▶ **SELECTION**

○ ○ ○ ○ ○ ○ ○

Also on May 12, 2021, the Company entered into securities purchase agreements (the “PIPE Purchase Agreement”), with certain institutional investors (the “PIPE Investors”) pursuant to which the Company offered and sold a total of 2,700 units to the PIPE Investors (the “Units”) at a purchase price of $1,000 per Unit (the “Private Placement”). Each Unit consisted of (i) one share of the Company’s newly designated Series D Convertible Preferred Stock (“Series D Preferred”) and (ii) warrants (the “PIPEWarrants”) to purchase up to one-half of the Conversion Shares issuable upon conversion of shares of Series D Preferred issued as a part of such PIPE Investor’s Units (the “PIPEWarrant Shares”). In total, the Company issued 2,700 shares of Series D Preferred and PIPE Warrants to purchase up to 592,106 PIPE Warrant Shares as a part of the Units.
Each share of Series D Preferred issued as a part of the Units are convertible into shares of the Company’s Common Stock at a conversion price of $2.28 per share (the “Conversion Shares”), but only following the date (the “Stockholder Approval Date”) that holders of a majority of the Company’s outstanding voting securities approve of the issuance of the Units in accordance with Listing Rule 5635 of the Nasdaq Stock Market (the “Issuance Proposal”). In addition, beginning on the six-month anniversary date of the original issuance date of the Series D Preferred and ending on the Stockholder Approval Date, shares of Series D Preferred will accrue dividends at a rate of 9% per annum. The PIPE Warrants have a term of five and one-half years from the date of issuance, will become exercisable on the six-month anniversary of the original issuance date, assuming the issuance of the Warrants are approved by a majority of the Company’s stockholders on the Stockholder Approval Date, and have an exercise price of $2.51 per share.
No shares of Series D Preferred may be converted into Conversion Shares and no PIPE Warrants may be exercised for shares of our Common Stock unless and until such time that we have obtained approval from our stockholders, at an annual or special meeting or via written consent, to issue the Conversion Shares and PIPE Warrant Shares which number of shares in the aggregate exceeds 20% of the number of our shares of Common Stock issued and outstanding immediately prior to the Closing Date, as required by Nasdaq Marketplace Rule 5635(d) (the “Issuance Approval”).

○ ○ ○ ○ ○ ○ ○

▶ **INFORMATION GIVEN**
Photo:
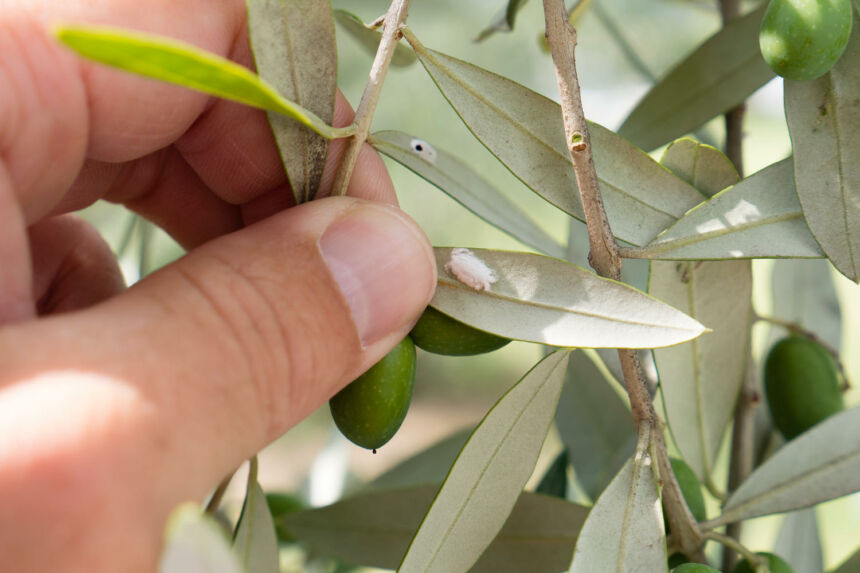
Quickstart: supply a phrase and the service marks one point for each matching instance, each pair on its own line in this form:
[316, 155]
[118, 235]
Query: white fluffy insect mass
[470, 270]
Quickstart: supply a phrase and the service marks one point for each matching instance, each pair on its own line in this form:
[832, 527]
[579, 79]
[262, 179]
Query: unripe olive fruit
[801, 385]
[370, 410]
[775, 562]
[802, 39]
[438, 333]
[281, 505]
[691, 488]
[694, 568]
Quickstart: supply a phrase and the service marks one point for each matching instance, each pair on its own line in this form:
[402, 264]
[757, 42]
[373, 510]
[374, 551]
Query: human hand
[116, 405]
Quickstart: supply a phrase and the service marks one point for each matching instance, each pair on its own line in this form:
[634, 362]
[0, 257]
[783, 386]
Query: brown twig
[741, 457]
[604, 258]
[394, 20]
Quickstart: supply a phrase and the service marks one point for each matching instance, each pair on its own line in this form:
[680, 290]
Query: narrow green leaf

○ ○ ○ ○ ○ ○ ○

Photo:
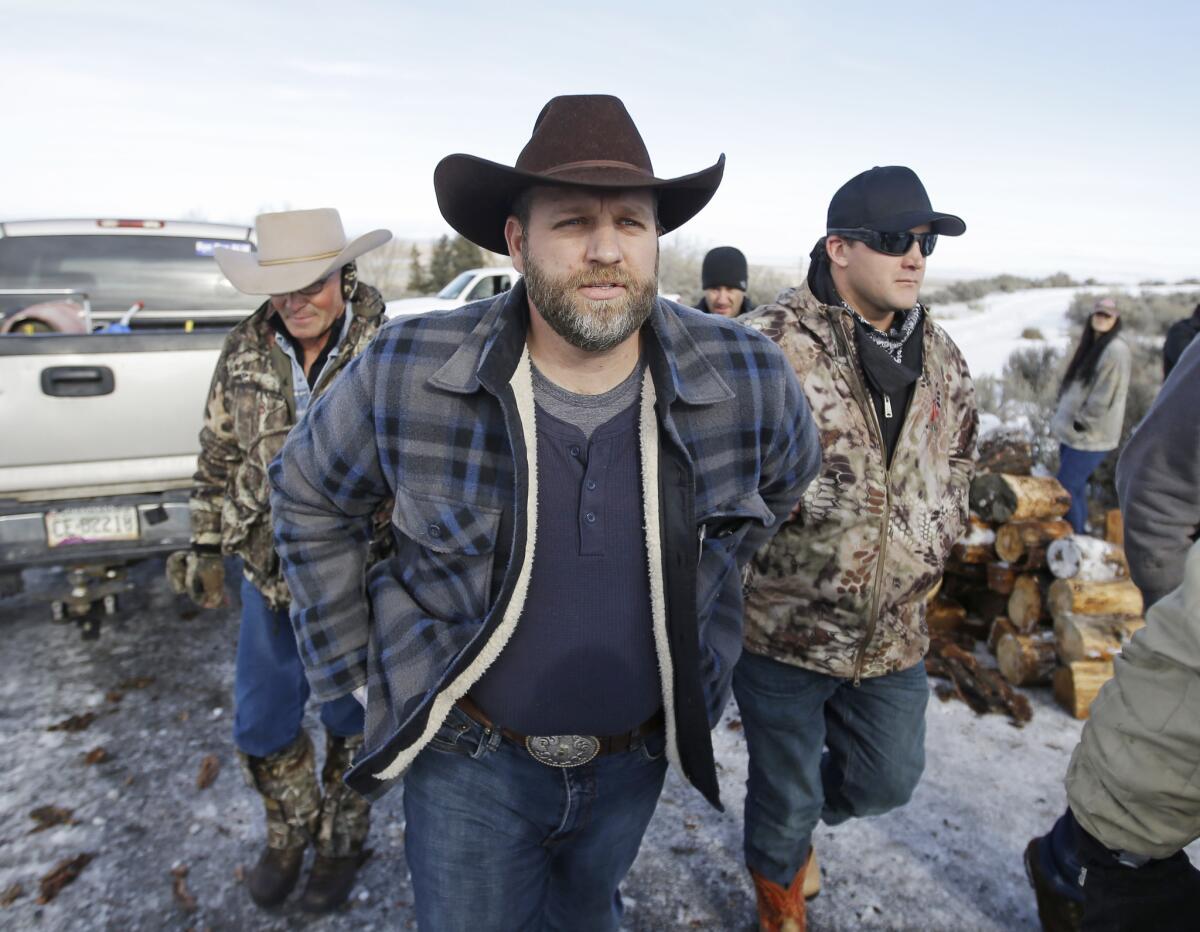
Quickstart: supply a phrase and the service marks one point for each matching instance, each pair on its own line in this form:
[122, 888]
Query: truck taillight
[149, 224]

○ ○ ○ ○ ○ ○ ○

▶ **REQUEST**
Using the private placement excerpt, answer each question:
(a) What purchase price per Unit did the PIPE Investors pay?
(b) What is the annual dividend rate that shares of Series D Preferred accrue?
(c) Above what percentage of the Common Stock issued and outstanding immediately prior to the Closing Date does the share issuance require stockholder approval under Nasdaq Marketplace Rule 5635(d)?
The lines have no connection to the private placement excerpt.

▶ **RESPONSE TO THIS EXERCISE**
(a) $1,000 per Unit
(b) 9% per annum
(c) 20%